[YOUR GOAL] I need the records below retyped exactly.

[DATA EXCERPTS]

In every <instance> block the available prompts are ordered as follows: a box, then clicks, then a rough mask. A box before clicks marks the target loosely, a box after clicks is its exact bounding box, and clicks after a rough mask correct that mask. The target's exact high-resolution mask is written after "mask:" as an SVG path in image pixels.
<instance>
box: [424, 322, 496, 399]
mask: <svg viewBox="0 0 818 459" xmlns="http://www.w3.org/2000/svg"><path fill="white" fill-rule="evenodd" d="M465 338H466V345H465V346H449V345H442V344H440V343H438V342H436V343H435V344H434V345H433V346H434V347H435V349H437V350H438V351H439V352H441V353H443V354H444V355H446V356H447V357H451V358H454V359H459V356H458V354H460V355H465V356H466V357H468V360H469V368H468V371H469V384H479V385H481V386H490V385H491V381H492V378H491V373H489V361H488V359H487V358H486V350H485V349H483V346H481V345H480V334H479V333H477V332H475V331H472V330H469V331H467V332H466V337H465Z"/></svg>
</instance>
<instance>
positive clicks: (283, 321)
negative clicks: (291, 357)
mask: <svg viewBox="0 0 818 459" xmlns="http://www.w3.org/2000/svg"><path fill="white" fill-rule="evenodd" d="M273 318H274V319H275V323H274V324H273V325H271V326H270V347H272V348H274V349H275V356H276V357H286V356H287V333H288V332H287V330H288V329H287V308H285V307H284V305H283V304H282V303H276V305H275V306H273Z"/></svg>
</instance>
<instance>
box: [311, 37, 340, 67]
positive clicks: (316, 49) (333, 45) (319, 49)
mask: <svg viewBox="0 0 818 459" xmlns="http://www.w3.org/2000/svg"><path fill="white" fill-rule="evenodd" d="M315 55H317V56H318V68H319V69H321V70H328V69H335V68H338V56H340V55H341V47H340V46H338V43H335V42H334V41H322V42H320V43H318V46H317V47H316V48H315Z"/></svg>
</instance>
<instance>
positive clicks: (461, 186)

[EXERCISE RESULT]
In every <instance> block the available prompts are ordered as follows: a box, then clicks, then a rough mask. A box before clicks marks the target loosely, a box after clicks is its exact bounding box, and clicks after a rough mask correct that mask. The target's exact high-resolution mask is written after "mask:" as an SVG path in image pixels.
<instance>
box: [424, 322, 496, 399]
mask: <svg viewBox="0 0 818 459" xmlns="http://www.w3.org/2000/svg"><path fill="white" fill-rule="evenodd" d="M465 338H466V345H465V346H449V345H442V344H440V343H438V342H436V343H435V344H434V345H433V346H434V347H435V349H437V350H438V351H439V352H441V353H443V354H444V355H446V356H447V357H451V358H454V359H459V356H458V354H460V355H465V356H466V357H468V360H469V368H468V371H469V384H479V385H481V386H490V385H491V381H492V378H491V373H489V361H488V359H487V358H486V350H485V349H483V346H481V345H480V334H479V333H477V332H475V331H472V330H469V331H467V332H466V337H465Z"/></svg>
</instance>
<instance>
positive clicks: (283, 321)
negative clicks: (291, 357)
mask: <svg viewBox="0 0 818 459" xmlns="http://www.w3.org/2000/svg"><path fill="white" fill-rule="evenodd" d="M273 318H274V319H275V323H274V324H273V325H271V326H270V347H272V348H274V349H275V356H276V357H286V356H287V333H288V332H287V330H288V329H287V308H285V307H284V305H283V304H282V303H276V305H275V306H273Z"/></svg>
</instance>
<instance>
box: [311, 37, 340, 67]
positive clicks: (316, 49) (333, 45) (319, 49)
mask: <svg viewBox="0 0 818 459" xmlns="http://www.w3.org/2000/svg"><path fill="white" fill-rule="evenodd" d="M315 55H317V56H318V68H319V69H321V70H328V69H335V68H338V56H340V55H341V47H340V46H338V43H335V42H334V41H322V42H320V43H318V46H317V47H316V48H315Z"/></svg>
</instance>
<instance>
positive clicks: (461, 186)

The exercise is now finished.